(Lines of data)
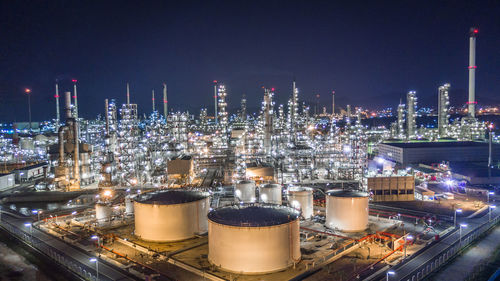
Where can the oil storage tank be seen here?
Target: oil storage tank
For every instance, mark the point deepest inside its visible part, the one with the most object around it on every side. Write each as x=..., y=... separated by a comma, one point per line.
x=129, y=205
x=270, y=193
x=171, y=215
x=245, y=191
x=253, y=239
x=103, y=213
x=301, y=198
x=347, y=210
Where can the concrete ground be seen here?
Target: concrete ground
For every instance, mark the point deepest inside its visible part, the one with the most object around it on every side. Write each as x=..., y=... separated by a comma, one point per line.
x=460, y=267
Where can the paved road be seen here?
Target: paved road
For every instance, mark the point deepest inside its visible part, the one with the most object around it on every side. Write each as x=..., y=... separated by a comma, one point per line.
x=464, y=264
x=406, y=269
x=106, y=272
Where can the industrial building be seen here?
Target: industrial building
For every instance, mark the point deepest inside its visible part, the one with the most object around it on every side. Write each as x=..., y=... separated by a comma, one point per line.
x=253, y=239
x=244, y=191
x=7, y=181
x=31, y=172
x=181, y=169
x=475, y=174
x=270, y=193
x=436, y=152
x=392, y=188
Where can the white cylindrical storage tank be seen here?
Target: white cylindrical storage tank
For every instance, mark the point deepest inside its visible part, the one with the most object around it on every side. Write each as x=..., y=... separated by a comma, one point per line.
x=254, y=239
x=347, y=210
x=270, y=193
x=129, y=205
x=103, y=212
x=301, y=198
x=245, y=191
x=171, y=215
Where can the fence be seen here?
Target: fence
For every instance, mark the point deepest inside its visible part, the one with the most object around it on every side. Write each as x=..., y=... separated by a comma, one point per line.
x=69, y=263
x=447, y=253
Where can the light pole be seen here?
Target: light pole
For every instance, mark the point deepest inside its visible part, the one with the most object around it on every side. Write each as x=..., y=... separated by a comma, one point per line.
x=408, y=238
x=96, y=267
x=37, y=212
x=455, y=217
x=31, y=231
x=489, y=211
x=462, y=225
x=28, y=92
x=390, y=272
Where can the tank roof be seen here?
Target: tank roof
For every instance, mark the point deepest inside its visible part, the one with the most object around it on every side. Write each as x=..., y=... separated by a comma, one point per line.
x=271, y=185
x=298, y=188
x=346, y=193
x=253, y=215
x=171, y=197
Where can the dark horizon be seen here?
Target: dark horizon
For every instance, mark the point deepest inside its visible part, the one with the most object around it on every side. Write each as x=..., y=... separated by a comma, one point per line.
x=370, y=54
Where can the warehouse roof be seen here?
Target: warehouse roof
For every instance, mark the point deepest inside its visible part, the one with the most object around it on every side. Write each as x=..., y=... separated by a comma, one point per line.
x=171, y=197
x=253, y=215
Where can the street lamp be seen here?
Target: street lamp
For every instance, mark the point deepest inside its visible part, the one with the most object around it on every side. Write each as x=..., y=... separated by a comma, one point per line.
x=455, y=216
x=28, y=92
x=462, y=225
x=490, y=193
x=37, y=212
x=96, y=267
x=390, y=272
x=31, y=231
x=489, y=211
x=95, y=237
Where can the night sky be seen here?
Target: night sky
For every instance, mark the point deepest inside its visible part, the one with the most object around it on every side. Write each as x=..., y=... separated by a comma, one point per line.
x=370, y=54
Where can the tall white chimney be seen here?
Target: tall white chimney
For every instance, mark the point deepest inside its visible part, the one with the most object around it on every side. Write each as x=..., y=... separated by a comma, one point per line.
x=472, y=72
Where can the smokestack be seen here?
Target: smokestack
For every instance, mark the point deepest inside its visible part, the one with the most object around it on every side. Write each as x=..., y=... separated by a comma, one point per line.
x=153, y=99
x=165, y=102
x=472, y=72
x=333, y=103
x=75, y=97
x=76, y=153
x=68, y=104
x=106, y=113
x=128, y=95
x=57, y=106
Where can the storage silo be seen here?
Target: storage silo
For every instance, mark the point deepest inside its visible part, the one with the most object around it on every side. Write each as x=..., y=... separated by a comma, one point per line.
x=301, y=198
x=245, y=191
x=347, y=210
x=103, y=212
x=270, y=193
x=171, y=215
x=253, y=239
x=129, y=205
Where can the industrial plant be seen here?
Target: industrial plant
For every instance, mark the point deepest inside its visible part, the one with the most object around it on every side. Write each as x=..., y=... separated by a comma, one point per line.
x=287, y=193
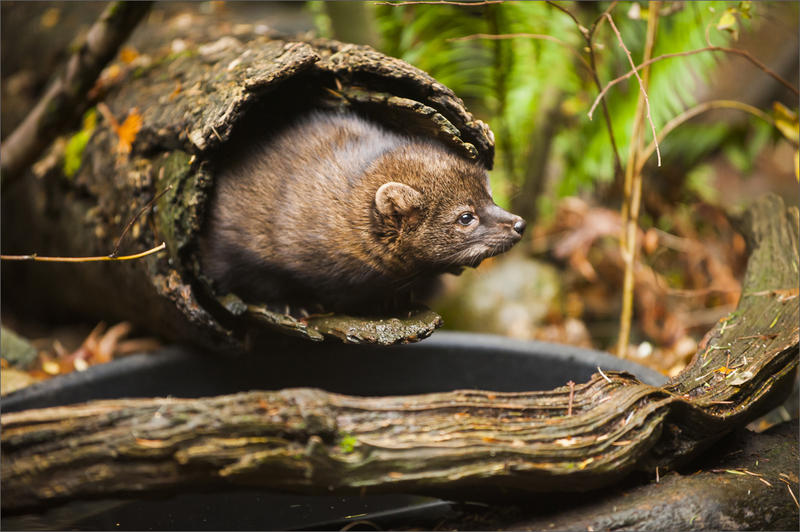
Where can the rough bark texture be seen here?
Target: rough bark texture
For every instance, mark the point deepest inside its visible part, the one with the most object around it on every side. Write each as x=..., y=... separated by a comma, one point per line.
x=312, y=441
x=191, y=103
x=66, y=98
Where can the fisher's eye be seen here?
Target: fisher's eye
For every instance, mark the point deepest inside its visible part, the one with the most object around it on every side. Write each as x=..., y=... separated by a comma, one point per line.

- [The task]: Quote all the records above word for word, leaving the pictures out of your answer.

- [Answer to the task]:
Where can the oil storage tank be seen here?
Target: oil storage tank
For every instance, mark the point deepest inside its visible part, the one with the most object around it on every side. Write each as x=..., y=... separated by a comma, one point per line.
x=129, y=205
x=270, y=193
x=171, y=215
x=245, y=191
x=253, y=239
x=103, y=213
x=301, y=198
x=347, y=210
Where can the concrete ground be seen here?
Target: concrete ground
For every instance, mark the point deepest inside its visible part, the one with the most object around it on every side. Write each as x=..., y=... separated by a comma, one point per line.
x=460, y=267
Where can the paved road be seen here?
Target: paved road
For every instance, mark the point deepest inside its visible part, the one with the most object around it on every side. Write each as x=..., y=... separated by a comma, one point per line.
x=464, y=264
x=406, y=269
x=106, y=272
Where can the industrial building be seen here?
Target: industrial building
For every instance, mark the point deepest inside its visible part, the one with the most object around it on every side. Write each as x=..., y=... separated by a comma, one point per line.
x=253, y=239
x=244, y=191
x=7, y=181
x=31, y=172
x=181, y=169
x=475, y=174
x=270, y=193
x=436, y=152
x=392, y=188
Where can the white cylindrical storage tank be seen here?
Target: white cylindrical storage tank
For every instance, mark the point deepest inside its visible part, the one with the most object around it on every side. Write each as x=..., y=... separated by a comma, one point per line.
x=254, y=239
x=347, y=210
x=270, y=193
x=129, y=205
x=103, y=212
x=301, y=198
x=245, y=191
x=171, y=215
Where can the fence be seen here?
Target: fence
For every instance, mark the point deepest inside its visible part, the one with the most object around it on every side. Write each as x=..., y=... separated by a comma, one point per line.
x=69, y=263
x=447, y=253
Where can the light pole be seen here?
Target: light pole
For every instance, mark the point deepest inside its visible part, the one with the most object around it on every side. Write each as x=..., y=... separated by a comma, one point per line.
x=408, y=238
x=96, y=267
x=37, y=212
x=455, y=217
x=31, y=231
x=489, y=211
x=462, y=225
x=28, y=92
x=390, y=272
Where can the tank roof be seen here?
Target: tank roof
For every instance, mark the point deepest inside its visible part, the one with the most object around it on every side. Write each as x=..., y=... separated by a comma, one point per line.
x=271, y=185
x=298, y=188
x=346, y=193
x=253, y=215
x=171, y=197
Where can the dark horizon be seen here?
Target: dark horizon
For every instance, mark the point deepest inside its visible part, the one with the most object around it on every side. Write each as x=..., y=... separated by a comma, one point per line.
x=370, y=54
Where can the warehouse roof be seen here?
Target: warehouse roof
For every instance, mark the point deepest inside its visible part, the one with the most object around it on every side. Write each as x=..., y=... separated by a comma, one point per line.
x=171, y=197
x=253, y=215
Where can the street lamp be seen here?
Target: street lamp
For every instance, mark the point deepest inside its visible part, the one with the most object around it on every side. Write each as x=..., y=... separated by a comma, one point per line.
x=455, y=216
x=28, y=92
x=462, y=225
x=490, y=193
x=37, y=212
x=96, y=267
x=390, y=272
x=31, y=231
x=489, y=211
x=95, y=237
Where can the night sky be seen here?
Target: night sky
For every instance, mark the point deepest inside its visible part, the one with the most object around it on every side. Write each as x=..., y=... separated by a comma, one point per line.
x=370, y=54
Where can the tall white chimney be seen here?
Target: tall white chimney
For every instance, mark the point deepest inside its visible part, the one with the most object around it on every side. Write each as x=..., y=... separated by a comma, one point per line.
x=472, y=72
Where can the smokestack be seen here?
Target: smokestack
For every instance, mark the point deepest inside its visible part, the one with the most object around it on every side. Write each as x=..., y=... separated by a comma, one point per line.
x=153, y=99
x=165, y=102
x=472, y=72
x=333, y=103
x=75, y=97
x=76, y=153
x=68, y=104
x=106, y=113
x=128, y=95
x=57, y=106
Where can the storage silo be seen here?
Target: storage silo
For every instance, mark the point deepest inside its visible part, the one with the most object around it on every side. Write each as x=..., y=... separated by a comma, one point per line.
x=301, y=198
x=245, y=191
x=347, y=210
x=103, y=212
x=270, y=193
x=171, y=215
x=253, y=239
x=129, y=205
Where can the industrial plant be seen here?
Target: industrial plant
For every instance, mark the point deepest inside its visible part, the one with the most object around it on every side. Write each as x=..., y=... separated by a comma, one point per line.
x=287, y=193
Where can the rough bark texture be seen here?
Target: rough bark texture
For every instance, mark the point deepest inside its visible part, the one with the most object around it on every side. Write each as x=..., y=... separated by a comma, one point per line.
x=312, y=441
x=191, y=103
x=66, y=98
Where can the fisher's eye be seen here?
Target: fisher's eye
For every instance, mark the point deepest inside its visible part, the one with the most object around it on every side. Write each as x=..., y=... separated by a comma, one point per line.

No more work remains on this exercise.